The exercise:
Every line below must be reproduced exactly. Copy them all.

Provided records:
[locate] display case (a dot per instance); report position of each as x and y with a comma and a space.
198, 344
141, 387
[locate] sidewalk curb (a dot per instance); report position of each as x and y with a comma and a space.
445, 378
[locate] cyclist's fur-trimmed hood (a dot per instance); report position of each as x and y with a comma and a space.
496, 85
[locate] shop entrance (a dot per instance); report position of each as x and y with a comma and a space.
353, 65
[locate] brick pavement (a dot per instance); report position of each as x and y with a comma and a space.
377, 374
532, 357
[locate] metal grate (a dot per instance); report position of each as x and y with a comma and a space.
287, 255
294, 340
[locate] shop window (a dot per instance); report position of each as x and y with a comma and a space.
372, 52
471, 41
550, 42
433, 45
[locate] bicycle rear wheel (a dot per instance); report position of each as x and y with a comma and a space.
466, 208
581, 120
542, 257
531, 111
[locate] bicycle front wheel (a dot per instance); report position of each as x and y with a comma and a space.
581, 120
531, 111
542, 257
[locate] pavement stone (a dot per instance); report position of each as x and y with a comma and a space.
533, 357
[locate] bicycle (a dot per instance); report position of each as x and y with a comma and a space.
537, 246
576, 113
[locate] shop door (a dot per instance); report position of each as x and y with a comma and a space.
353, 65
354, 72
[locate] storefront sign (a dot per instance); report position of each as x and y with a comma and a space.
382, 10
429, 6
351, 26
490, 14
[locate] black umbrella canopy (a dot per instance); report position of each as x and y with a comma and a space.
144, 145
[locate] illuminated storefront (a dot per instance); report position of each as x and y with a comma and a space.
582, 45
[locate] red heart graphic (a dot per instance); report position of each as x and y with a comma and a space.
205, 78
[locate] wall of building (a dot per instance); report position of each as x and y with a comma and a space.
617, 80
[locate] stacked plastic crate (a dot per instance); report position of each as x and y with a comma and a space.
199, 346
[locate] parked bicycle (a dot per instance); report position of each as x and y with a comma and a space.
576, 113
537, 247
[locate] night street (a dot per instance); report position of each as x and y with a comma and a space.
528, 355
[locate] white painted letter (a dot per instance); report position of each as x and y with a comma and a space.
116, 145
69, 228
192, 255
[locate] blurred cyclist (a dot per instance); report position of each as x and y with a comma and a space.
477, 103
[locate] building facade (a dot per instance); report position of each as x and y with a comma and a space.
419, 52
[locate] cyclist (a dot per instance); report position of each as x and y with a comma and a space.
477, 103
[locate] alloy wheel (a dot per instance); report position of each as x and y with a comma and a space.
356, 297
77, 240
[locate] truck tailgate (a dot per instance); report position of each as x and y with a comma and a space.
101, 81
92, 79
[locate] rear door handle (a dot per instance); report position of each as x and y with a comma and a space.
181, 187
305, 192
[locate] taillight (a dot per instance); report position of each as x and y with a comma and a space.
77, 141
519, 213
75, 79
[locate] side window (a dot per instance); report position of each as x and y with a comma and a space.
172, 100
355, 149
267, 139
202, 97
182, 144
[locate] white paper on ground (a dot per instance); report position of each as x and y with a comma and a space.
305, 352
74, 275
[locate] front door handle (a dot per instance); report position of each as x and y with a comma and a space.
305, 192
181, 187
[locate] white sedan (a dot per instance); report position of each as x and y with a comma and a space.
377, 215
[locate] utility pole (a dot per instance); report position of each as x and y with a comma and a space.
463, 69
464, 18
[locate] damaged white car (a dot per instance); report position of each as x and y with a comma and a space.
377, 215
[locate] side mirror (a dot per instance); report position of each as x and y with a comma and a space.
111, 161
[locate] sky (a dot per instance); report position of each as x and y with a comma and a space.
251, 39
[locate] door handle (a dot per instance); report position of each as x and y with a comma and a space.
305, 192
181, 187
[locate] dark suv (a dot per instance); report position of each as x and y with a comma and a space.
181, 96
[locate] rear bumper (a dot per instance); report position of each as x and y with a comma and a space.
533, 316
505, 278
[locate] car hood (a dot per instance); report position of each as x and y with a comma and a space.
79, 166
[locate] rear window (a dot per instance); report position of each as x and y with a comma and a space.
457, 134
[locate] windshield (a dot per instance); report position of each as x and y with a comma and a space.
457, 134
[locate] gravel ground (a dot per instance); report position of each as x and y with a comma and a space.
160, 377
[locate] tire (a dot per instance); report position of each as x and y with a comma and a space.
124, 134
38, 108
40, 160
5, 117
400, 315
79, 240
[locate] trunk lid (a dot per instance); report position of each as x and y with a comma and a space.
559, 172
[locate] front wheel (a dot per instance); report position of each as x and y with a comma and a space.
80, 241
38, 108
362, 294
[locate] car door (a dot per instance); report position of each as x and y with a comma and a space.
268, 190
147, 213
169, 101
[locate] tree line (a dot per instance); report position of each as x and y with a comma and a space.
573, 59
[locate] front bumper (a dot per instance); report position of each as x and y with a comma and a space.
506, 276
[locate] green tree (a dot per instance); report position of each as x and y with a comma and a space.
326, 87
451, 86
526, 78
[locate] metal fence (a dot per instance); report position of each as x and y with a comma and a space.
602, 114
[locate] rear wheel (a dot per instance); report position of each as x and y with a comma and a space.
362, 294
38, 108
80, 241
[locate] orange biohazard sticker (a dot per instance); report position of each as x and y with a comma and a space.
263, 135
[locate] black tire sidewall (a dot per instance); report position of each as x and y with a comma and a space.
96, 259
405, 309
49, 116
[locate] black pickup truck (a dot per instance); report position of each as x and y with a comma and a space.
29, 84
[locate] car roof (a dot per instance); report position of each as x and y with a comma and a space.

Output for this exercise:
[locate] display case (a dot per instance); report position of each as x and y with a comma and a space.
198, 344
141, 387
[locate] sidewalk curb (a dot per instance); report position of each as x and y with a comma and a space.
445, 378
[locate] cyclist's fur-trimmed hood (a dot per instance); report position of each as x and y with a comma and a space.
496, 85
[locate] shop entrance (a dot per instance); report position of each as x and y with a comma and a space.
353, 65
[locate] brick pavement (a dot per instance); report position of each as x and y with a comma and a space.
377, 374
532, 357
[locate] metal grate (a dot per instance); report position of each as x and y with a comma and a space.
287, 255
294, 340
[locate] shop window (a dot per instance); report position of each as x and y with a comma and a space.
372, 52
471, 41
550, 42
433, 45
[locate] bicycle rear wheel (a dot per instance); report position of each as x and y with a comma and a space.
466, 208
581, 120
542, 257
531, 111
[locate] bicycle front wheel (a dot per instance); report position of each as x and y with a comma and a space.
581, 120
531, 111
542, 257
[locate] pavement stone (a dot per instance); report position of each as x and y with a comma and a space.
533, 357
[locate] bicycle (a dot per instance); report position of each as x and y with a comma and a space.
537, 246
576, 113
[locate] shop door (a dot per instance); report position of each as x and y with a comma and a space.
353, 65
354, 72
[locate] storefront sign (a dot per instance); report position of each as x and y with a comma and a space.
382, 10
429, 6
351, 26
490, 14
[locate] black umbrella canopy (a dot per instance); report position of each as x and y with a comma and a space.
144, 145
[locate] illuminated storefront (a dot per instance); report position of each as x and y with a comma and a space.
582, 45
[locate] red heart graphic (a dot per instance); report position of each as x and y with a comma and a space.
205, 78
[locate] wall of building (a dot per instance); report position of each as x and y with a comma and a space.
617, 80
[locate] stacked plastic crate (a dot per instance); report position of each as x and y with a comma and a space.
199, 346
[locate] parked bicycle (a dot per instance); report position of each as x and y with a comma and a space.
576, 113
537, 247
[locate] night street (a dot per instance); report position of each as x and y with a comma and a space.
528, 355
[locate] white painted letter (a dot per instance); report position of each as x and y with a comma and a space.
116, 145
69, 228
192, 255
[locate] blurred cyclist (a dot per instance); report position of each as x and y with a comma and a space.
477, 103
[locate] building facade (a dot per instance); report position of each as x and y with a comma and a space.
419, 52
[locate] cyclist (a dot per instance); report position of each as x and y with a comma and a space.
477, 103
[locate] alloy wheel (a dot per instance); report position of each as x and y with a comma and a space.
356, 297
77, 240
[locate] truck tailgate (a dot per instance); report position of each as x and y with a comma and a space.
101, 81
92, 79
[locate] rear door handle (a dot per instance); report position of each as x and y with a comma and a space.
181, 187
305, 192
[locate] taillight (a dot per instance); report position of each as x and y with a comma and a space.
77, 141
519, 213
75, 79
[locate] side window (a dot per instance); report position of each as x and y with a comma and a space.
172, 100
355, 149
267, 139
202, 97
182, 144
[locate] white paper on ground (a dot per instance); report position of each as x and y with a comma and a space.
305, 352
74, 275
[locate] front door handle (a dot per instance); report position of each as x and y with a comma and a space.
305, 192
181, 187
[locate] white sedan (a dot per instance); report position of each as x and y with a comma and a space.
377, 215
[locate] utility pole (a dot per instance); report position of each as x and y with a comma and a space.
463, 69
464, 18
[locate] damaged white car (a dot per instance); report position of each as x and y with a comma and a space.
377, 215
[locate] side mirror (a dot per instance); report position of each as x and y with a comma and a space.
111, 161
[locate] sky (a dot per instance); report position of each as x and y with a comma and a space.
251, 39
[locate] door handle (a dot per instance); report position of each as x and y with a comma and a space.
305, 192
181, 187
[locate] dark suv (a dot per instance); report position of each as x and y with a comma and a space.
181, 96
[locate] rear bumper (a dot per instance); report position of each as x and y with a comma and a space.
533, 316
505, 278
[locate] car hood (a dot per instance); report position of each as x and y with a comma and a space.
79, 166
[locate] rear window (a dot per instance); report position of each as x and y with a comma and a space.
457, 134
[locate] windshield (a dot per instance); report position of each as x and y with a comma and a space.
457, 134
[locate] gravel ground (a dot per instance); report position of each as x and y with a comma and a space.
160, 377
[locate] tire (a dot per instance); report position of each as x and y with a comma and a space.
124, 134
38, 108
40, 160
5, 117
400, 315
79, 240
[locate] trunk lid (a dot per instance); report position of each as x and y with a comma and a space.
559, 172
[locate] front wheel (a dot per instance); report position of each as x and y with a comma and a space.
80, 241
38, 108
362, 294
[locate] car door (a dot per instance); report position of each as x and y with a comma and a space.
268, 190
147, 213
169, 101
[locate] tree line (a dot per instance); report position of each as x and y with a comma and a space.
573, 59
[locate] front bumper (a dot per instance); report position of each as x and y with a comma and a space.
506, 276
[locate] green tree (a dot per instance); report position of each as x and y with a comma and a space.
326, 87
451, 86
526, 78
[locate] metal fence (a dot per instance); report position of each as x and y with a comma and a space.
602, 114
[locate] rear wheel (a dot per instance); report position of each as x and y with a comma and a space.
362, 294
38, 108
80, 241
[locate] orange biohazard sticker (a dot per instance); report position of each as x and y with a comma and a space.
263, 135
[locate] black tire sidewall (a dot per instance); report position of each as x and y with a comma and a space.
96, 259
405, 309
49, 116
[locate] black pickup truck (a dot per instance); report position of each as x and y with a comma and a space.
29, 84
[locate] car roof (a dot per instance); report position of each as x and y with a comma and a space.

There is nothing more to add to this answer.